> SHORT TASK
Answer these from the bin packing text:
1. Which problem does the text say this is?
2. What shipping type is shown for optimize_shipping([0.01, 0.01, 0.01, 0.30])?
3. What value does the code assign to COURIER_LIMIT?

> EXTRACT PROVIDED
-.-.-
Like @AlistairIsrael said this is the bin packing problem which is not completely trivial to solve.

However below is one solution to this problem.

If we go through all combinations of ways to package the items and try and find the minimal cost, then we have a solution. Note that this solution is a brute-force solution, and as such will quickly slow down as the number of items grow.

To find all possible ways to partition the shipment into different boxes; we can use the algorithm from this answer for that:

Translating function for finding all partitions of a set from python to ruby

Next we loop through all the different combinations and search for the minimum cost. The solution then works like this:

> optimize_shipping([0.01, 0.01, 0.01, 0.01, 0.12])
Shipping type: courier
Total price  : \$10
Packaging    : [[0.12], [0.01, 0.01, 0.01, 0.01]]

> optimize_shipping([0.01, 0.01, 0.12, 0.15, 0.12])
Shipping type: courier
Total price  : \$15
Packaging    : [[0.01, 0.12], [0.15], [0.01, 0.12]]

> optimize_shipping([0.09, 0.09, 0.01, 0.12, 0.15, 0.12])
Shipping type: courier
Total price  : \$25
Packaging    : [[0.12], [0.15], [0.12], [0.09, 0.01], [0.09]]

> optimize_shipping([0.01, 0.01, 0.01, 0.30])
Shipping type: freight

The code:

COURIER_LIMIT = 0.15
COURIER_PRICE = 5

class Array
def sum
inject(:+)
end

def partitions
yield [] if self.empty?
(0 ... 2 ** self.size / 2).each do |i|
parts = [[], []]
self.each do |item|
parts[i & 1] << item
i >>= 1
end
parts[1].partitions do |b|
result = [parts[0]] + b
result = result.reject do |e|
e.empty?
-.-.-
> ITEMS
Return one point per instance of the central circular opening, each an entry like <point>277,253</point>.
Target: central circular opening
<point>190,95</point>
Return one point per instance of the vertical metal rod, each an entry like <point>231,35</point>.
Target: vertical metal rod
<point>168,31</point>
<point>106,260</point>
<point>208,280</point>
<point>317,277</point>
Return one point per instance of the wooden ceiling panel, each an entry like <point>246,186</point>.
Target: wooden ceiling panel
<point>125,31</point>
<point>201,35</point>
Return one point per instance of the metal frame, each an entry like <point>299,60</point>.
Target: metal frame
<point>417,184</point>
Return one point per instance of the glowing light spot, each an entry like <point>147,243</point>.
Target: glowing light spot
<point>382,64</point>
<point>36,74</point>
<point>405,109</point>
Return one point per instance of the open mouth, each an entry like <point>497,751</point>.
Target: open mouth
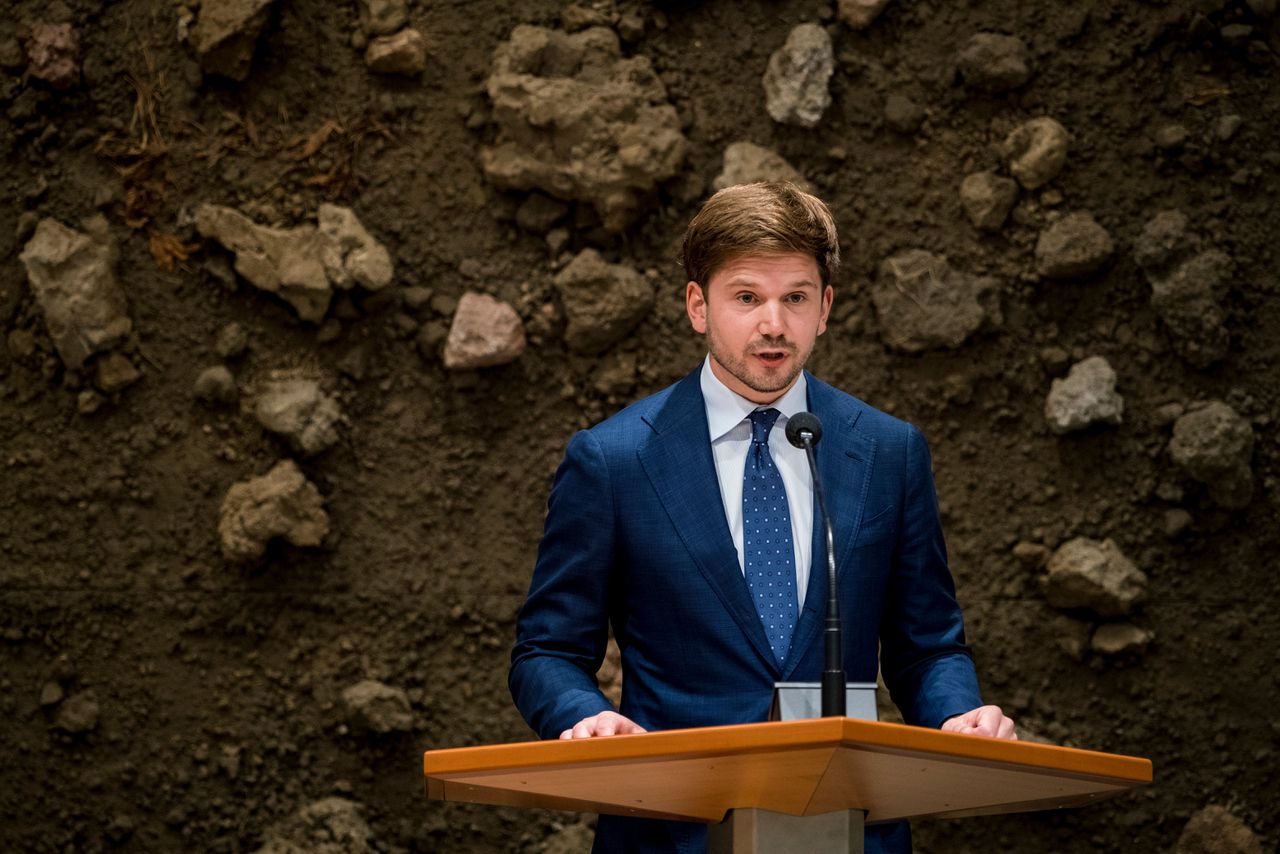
<point>772,356</point>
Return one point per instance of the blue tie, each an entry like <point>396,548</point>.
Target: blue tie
<point>767,552</point>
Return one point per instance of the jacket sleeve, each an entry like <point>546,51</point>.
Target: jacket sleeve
<point>924,660</point>
<point>562,629</point>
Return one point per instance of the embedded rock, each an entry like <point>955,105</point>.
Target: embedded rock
<point>987,199</point>
<point>1073,247</point>
<point>225,33</point>
<point>484,333</point>
<point>383,17</point>
<point>1036,151</point>
<point>1093,575</point>
<point>1120,639</point>
<point>304,264</point>
<point>746,163</point>
<point>78,713</point>
<point>282,503</point>
<point>1164,242</point>
<point>580,122</point>
<point>215,386</point>
<point>53,54</point>
<point>1215,830</point>
<point>924,304</point>
<point>1191,302</point>
<point>350,252</point>
<point>328,826</point>
<point>282,261</point>
<point>378,708</point>
<point>73,279</point>
<point>297,410</point>
<point>1214,444</point>
<point>402,53</point>
<point>1084,397</point>
<point>603,302</point>
<point>859,14</point>
<point>795,82</point>
<point>995,63</point>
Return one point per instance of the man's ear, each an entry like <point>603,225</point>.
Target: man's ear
<point>695,306</point>
<point>828,296</point>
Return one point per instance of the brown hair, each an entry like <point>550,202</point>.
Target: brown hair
<point>763,218</point>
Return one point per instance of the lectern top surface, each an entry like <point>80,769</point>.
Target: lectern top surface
<point>796,767</point>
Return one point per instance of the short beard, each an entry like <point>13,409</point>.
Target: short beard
<point>739,369</point>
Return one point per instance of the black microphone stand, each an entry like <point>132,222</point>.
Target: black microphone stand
<point>805,434</point>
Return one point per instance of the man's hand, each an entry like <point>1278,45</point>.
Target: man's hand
<point>984,720</point>
<point>600,725</point>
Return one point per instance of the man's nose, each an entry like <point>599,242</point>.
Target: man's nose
<point>771,319</point>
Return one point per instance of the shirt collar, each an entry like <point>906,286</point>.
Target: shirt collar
<point>727,409</point>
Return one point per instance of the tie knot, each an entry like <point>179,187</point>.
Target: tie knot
<point>763,421</point>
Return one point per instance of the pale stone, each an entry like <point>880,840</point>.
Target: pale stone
<point>1087,396</point>
<point>53,54</point>
<point>1215,830</point>
<point>73,278</point>
<point>327,826</point>
<point>923,304</point>
<point>225,35</point>
<point>297,410</point>
<point>279,503</point>
<point>580,122</point>
<point>1093,575</point>
<point>987,199</point>
<point>995,63</point>
<point>798,76</point>
<point>602,301</point>
<point>1036,151</point>
<point>351,254</point>
<point>282,261</point>
<point>403,53</point>
<point>484,332</point>
<point>1214,444</point>
<point>1072,247</point>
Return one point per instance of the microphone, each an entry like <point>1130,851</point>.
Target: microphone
<point>804,430</point>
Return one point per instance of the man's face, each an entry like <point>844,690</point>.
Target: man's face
<point>762,315</point>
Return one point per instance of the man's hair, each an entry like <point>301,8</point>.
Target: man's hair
<point>760,219</point>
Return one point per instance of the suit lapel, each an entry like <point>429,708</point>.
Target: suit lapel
<point>679,462</point>
<point>845,459</point>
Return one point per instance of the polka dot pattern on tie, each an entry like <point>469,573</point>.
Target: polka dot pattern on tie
<point>767,549</point>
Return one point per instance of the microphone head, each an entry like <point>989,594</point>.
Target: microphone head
<point>804,425</point>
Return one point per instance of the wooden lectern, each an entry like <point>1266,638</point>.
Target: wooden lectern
<point>755,779</point>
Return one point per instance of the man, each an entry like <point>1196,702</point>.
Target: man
<point>688,523</point>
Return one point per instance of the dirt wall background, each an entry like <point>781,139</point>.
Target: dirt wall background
<point>201,651</point>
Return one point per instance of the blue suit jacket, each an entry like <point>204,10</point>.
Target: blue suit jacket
<point>636,535</point>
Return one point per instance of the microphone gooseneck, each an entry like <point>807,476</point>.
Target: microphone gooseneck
<point>804,430</point>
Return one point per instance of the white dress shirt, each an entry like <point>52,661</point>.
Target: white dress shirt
<point>727,419</point>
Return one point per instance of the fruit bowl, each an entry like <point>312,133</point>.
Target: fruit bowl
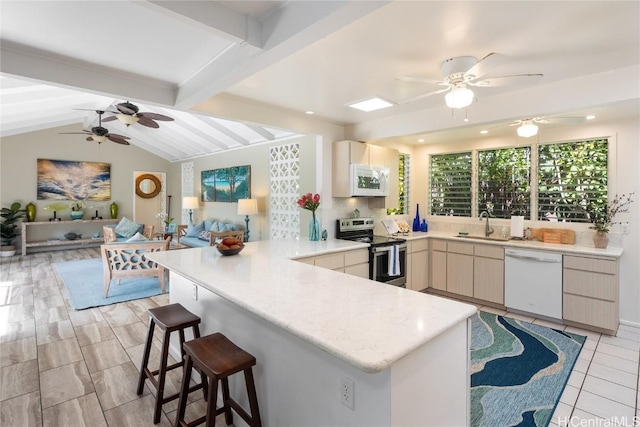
<point>227,252</point>
<point>230,246</point>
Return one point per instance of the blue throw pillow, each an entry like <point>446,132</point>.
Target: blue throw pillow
<point>194,230</point>
<point>127,228</point>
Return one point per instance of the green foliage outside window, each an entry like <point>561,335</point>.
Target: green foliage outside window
<point>450,178</point>
<point>403,186</point>
<point>571,177</point>
<point>504,182</point>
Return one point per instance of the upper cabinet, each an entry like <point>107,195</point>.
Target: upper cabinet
<point>346,153</point>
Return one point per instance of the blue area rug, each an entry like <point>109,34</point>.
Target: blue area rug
<point>518,370</point>
<point>84,282</point>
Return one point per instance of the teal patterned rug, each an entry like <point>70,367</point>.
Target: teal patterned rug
<point>518,370</point>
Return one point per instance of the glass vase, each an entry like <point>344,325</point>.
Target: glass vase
<point>314,229</point>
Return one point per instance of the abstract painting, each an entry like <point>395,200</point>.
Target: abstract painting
<point>72,180</point>
<point>226,184</point>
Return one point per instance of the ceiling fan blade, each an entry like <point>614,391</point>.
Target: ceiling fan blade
<point>561,120</point>
<point>485,65</point>
<point>420,80</point>
<point>118,139</point>
<point>424,95</point>
<point>156,116</point>
<point>519,79</point>
<point>148,122</point>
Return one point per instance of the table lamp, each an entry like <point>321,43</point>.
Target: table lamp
<point>247,207</point>
<point>190,203</point>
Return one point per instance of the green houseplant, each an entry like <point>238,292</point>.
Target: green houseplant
<point>602,217</point>
<point>10,217</point>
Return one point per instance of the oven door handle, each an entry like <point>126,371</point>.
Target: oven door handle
<point>378,249</point>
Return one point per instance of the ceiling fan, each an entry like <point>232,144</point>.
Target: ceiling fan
<point>529,127</point>
<point>100,134</point>
<point>460,72</point>
<point>129,114</point>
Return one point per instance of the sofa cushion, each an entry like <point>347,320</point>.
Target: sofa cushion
<point>195,230</point>
<point>128,228</point>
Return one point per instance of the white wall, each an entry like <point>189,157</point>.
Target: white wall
<point>18,176</point>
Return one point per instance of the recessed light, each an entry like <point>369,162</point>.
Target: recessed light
<point>370,104</point>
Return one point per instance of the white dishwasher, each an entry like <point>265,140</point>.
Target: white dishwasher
<point>533,282</point>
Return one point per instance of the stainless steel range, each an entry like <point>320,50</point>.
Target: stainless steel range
<point>387,255</point>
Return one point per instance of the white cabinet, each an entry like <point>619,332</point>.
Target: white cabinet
<point>347,152</point>
<point>354,262</point>
<point>417,273</point>
<point>590,291</point>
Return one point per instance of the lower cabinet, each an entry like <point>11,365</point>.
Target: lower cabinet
<point>590,291</point>
<point>417,273</point>
<point>355,262</point>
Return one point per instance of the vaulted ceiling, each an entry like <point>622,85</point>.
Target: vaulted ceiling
<point>173,57</point>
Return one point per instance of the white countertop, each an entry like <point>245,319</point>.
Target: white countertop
<point>522,244</point>
<point>367,324</point>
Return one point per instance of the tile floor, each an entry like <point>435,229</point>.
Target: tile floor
<point>61,367</point>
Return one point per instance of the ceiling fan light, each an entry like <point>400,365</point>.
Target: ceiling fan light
<point>127,119</point>
<point>527,130</point>
<point>459,97</point>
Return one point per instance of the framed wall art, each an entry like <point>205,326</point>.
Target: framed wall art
<point>226,184</point>
<point>73,180</point>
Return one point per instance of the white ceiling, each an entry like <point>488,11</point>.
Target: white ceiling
<point>170,56</point>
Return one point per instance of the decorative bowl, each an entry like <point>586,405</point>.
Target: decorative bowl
<point>228,252</point>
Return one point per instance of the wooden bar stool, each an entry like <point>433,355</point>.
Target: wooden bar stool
<point>169,318</point>
<point>218,358</point>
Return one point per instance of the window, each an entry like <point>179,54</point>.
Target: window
<point>570,176</point>
<point>504,178</point>
<point>403,186</point>
<point>450,184</point>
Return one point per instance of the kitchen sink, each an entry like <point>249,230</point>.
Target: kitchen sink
<point>495,239</point>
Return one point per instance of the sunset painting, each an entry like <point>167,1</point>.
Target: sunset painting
<point>71,180</point>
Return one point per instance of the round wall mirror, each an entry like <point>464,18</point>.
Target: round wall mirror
<point>148,186</point>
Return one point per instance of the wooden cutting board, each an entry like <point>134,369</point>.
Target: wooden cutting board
<point>554,235</point>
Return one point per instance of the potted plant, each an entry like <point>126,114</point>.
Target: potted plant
<point>10,217</point>
<point>602,218</point>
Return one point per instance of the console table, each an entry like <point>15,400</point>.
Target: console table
<point>39,234</point>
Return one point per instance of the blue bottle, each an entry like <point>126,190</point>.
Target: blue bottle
<point>416,220</point>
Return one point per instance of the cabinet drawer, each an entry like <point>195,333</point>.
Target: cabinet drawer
<point>593,285</point>
<point>419,245</point>
<point>332,262</point>
<point>598,265</point>
<point>487,251</point>
<point>356,257</point>
<point>603,314</point>
<point>460,248</point>
<point>439,245</point>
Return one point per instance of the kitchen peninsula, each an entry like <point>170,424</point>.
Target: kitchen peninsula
<point>403,354</point>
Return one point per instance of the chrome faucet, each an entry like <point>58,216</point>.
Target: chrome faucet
<point>487,230</point>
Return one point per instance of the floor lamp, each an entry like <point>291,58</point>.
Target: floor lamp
<point>247,207</point>
<point>190,203</point>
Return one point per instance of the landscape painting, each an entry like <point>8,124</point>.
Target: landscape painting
<point>226,184</point>
<point>73,180</point>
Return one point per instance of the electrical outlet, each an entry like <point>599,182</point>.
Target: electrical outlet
<point>625,228</point>
<point>347,392</point>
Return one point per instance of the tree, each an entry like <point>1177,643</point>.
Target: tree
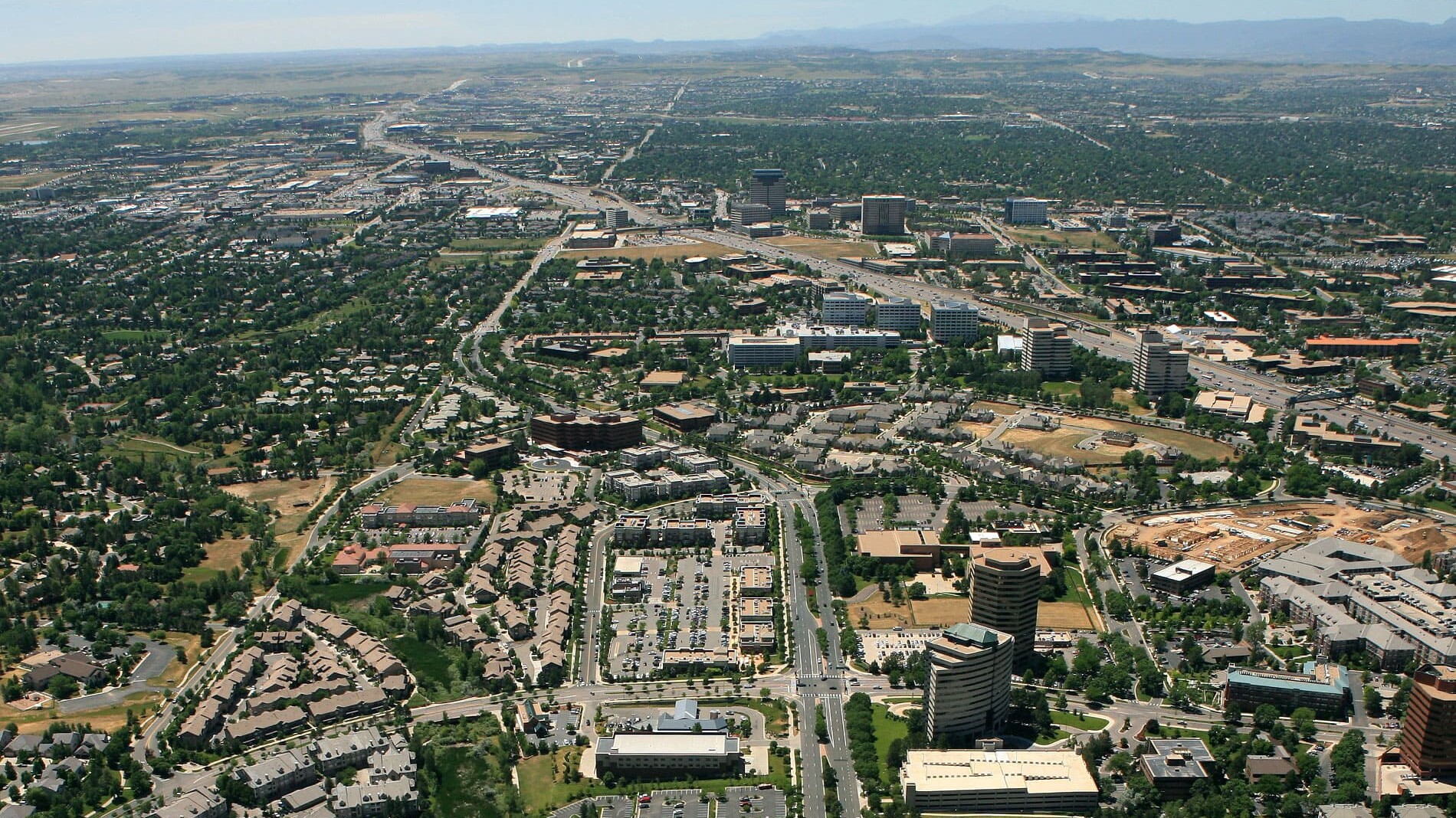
<point>1266,716</point>
<point>1373,702</point>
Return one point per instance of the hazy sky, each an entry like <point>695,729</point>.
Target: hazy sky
<point>77,29</point>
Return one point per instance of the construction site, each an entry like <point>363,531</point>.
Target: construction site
<point>1237,538</point>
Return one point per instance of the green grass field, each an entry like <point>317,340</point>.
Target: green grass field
-.-.-
> FINAL RESULT
1. The bin packing problem.
2. Freight.
3. 0.15